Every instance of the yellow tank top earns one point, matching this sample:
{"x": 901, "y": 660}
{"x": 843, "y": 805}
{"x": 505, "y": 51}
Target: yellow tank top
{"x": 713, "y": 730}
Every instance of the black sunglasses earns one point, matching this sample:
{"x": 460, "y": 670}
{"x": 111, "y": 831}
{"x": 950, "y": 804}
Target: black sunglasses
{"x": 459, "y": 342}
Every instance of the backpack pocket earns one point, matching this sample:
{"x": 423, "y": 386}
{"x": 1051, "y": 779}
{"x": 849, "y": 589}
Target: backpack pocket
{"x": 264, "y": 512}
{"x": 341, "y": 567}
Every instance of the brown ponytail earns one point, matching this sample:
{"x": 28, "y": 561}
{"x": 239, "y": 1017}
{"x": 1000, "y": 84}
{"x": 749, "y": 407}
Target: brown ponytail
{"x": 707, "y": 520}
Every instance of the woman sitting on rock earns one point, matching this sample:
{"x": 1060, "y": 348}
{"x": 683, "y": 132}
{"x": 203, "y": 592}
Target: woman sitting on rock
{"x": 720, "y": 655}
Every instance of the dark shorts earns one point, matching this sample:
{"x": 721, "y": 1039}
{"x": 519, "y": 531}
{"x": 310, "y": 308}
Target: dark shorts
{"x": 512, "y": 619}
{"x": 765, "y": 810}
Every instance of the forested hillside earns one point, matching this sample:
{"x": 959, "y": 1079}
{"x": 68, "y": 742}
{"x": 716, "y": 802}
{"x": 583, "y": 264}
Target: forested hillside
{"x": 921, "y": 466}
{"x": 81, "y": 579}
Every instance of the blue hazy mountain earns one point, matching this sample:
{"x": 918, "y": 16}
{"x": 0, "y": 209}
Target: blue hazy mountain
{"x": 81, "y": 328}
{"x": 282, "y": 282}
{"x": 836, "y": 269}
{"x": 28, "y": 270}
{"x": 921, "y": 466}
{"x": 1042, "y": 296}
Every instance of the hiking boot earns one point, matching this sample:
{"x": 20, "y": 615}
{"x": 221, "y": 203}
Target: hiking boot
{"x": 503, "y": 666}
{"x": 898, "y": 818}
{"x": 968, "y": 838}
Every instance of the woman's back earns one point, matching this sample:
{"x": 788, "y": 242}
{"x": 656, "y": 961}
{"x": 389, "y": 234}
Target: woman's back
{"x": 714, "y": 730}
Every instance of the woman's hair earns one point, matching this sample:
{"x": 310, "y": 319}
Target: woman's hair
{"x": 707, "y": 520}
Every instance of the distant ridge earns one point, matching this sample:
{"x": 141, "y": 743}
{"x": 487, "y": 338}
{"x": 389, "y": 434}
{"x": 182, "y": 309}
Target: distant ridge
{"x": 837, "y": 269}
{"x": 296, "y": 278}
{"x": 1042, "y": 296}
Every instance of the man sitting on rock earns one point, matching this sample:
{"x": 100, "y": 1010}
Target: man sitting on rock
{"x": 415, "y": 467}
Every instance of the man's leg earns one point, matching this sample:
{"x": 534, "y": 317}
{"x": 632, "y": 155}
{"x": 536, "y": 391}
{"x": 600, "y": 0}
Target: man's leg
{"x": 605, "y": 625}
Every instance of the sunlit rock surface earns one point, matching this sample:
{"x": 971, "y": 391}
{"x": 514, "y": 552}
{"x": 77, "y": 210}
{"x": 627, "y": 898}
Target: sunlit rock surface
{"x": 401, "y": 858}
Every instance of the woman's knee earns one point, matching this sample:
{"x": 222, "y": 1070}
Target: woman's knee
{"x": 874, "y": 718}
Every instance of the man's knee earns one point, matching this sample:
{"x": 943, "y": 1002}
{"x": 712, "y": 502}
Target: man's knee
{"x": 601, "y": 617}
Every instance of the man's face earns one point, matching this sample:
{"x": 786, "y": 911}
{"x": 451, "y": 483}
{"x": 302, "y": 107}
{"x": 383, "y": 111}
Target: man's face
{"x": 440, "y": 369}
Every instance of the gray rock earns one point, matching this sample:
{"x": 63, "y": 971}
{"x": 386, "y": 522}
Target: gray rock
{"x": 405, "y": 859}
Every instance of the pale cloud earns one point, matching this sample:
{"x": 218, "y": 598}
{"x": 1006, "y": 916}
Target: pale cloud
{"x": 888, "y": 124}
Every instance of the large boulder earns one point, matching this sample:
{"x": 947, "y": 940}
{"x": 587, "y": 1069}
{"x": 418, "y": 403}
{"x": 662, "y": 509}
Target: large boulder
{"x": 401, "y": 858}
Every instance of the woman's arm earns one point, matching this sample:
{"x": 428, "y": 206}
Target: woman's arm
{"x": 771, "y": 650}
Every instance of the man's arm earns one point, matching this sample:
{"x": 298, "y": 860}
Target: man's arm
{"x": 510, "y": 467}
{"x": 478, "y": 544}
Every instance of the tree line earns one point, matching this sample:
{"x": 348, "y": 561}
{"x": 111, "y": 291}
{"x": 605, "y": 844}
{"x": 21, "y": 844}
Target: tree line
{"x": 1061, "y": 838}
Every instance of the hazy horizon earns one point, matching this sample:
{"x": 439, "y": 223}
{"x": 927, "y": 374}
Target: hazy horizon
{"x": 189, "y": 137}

+++++

■ **ZU LÖSENDE AUFGABE**
Gib die Zeilen ab der Zeile mit „Every instance of the hazy“ bis zum Ende der Einträge samt Aufforderungen noch einmal wieder, skaliere dabei aber die Koordinaten in den Antworten mit dem Faktor 2,25 und runde sie auf ganze Zahlen, Hälften aufgerundet. Die Aufforderungen und ihre Beispielkoordinaten bleiben unverändert.

■ **SCHRIFTLICHE ANTWORT**
Every instance of the hazy horizon earns one point, matching this sample:
{"x": 439, "y": 223}
{"x": 927, "y": 374}
Target: hazy horizon
{"x": 425, "y": 308}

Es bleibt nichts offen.